### Your objective
According to the article on compromised hardware and software supply chains, which company did the U.S. Congress investigate in 2012?

### Excerpt provided
◆ ◆ ◆ ◆ ◆ ◆ ◆
If you want to import beef, eggs or chicken into the U.S., you need to get your cargo past inspectors from the U.S. Department of Agriculture. Not so hardware and software imported into the U.S. and sold to domestic corporations.
But a spate of stories about products shipping with malicious software raises the question: is it time for random audits to expose compromised supply chains?
Concerns about ‘certified, pre-pwned’ hardware and software are nothing new. In fact, they’ve permeated the board rooms of technology and defense firms, as well as the halls of power in Washington, D.C. for years.
The U.S. Congress conducted a high profile investigation of Chinese networking equipment maker ZTE in 2012 with the sole purpose of exploring links between the company and The People’s Liberation Army, and (unfounded) allegations that products sold by the companies were pre-loaded with spyware.
Of course, now we know that such threats are real. And we know because documents leaked by Edward Snowden and released in March showed how the U.S. National Security Agency intercepts networking equipment exported by firms like Cisco and implants spyware and remote access tools on it, before sending it on its way. Presumably, the NSA wasn’t the first state intelligence agency to figure this out.
◆ ◆ ◆ ◆ ◆ ◆ ◆
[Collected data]
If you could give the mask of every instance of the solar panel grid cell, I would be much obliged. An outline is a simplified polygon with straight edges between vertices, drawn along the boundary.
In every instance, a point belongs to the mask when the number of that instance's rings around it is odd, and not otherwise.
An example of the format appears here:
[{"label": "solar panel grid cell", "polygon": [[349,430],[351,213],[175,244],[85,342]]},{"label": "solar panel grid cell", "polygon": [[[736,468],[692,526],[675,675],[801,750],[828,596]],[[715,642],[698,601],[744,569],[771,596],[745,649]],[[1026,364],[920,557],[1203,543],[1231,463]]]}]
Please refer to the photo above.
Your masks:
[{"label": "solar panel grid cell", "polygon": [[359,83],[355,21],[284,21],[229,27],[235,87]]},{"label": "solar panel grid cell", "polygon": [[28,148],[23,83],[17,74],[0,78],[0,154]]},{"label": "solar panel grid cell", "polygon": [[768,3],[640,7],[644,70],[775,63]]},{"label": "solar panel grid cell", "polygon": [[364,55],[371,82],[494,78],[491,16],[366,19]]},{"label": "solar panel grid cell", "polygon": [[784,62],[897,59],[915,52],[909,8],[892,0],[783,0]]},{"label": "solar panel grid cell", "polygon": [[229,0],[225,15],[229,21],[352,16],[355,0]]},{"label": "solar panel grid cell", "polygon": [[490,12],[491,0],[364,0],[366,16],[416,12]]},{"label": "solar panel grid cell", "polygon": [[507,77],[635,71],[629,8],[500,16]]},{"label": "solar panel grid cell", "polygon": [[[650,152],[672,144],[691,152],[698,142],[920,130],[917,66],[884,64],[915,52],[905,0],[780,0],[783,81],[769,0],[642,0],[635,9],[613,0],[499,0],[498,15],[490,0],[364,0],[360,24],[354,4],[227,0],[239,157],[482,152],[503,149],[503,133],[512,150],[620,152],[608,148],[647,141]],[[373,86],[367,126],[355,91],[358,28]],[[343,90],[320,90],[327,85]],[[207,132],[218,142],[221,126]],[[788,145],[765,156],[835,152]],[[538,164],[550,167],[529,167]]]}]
◆ ◆ ◆ ◆ ◆ ◆ ◆
### Result
ZTE, a Chinese networking equipment maker.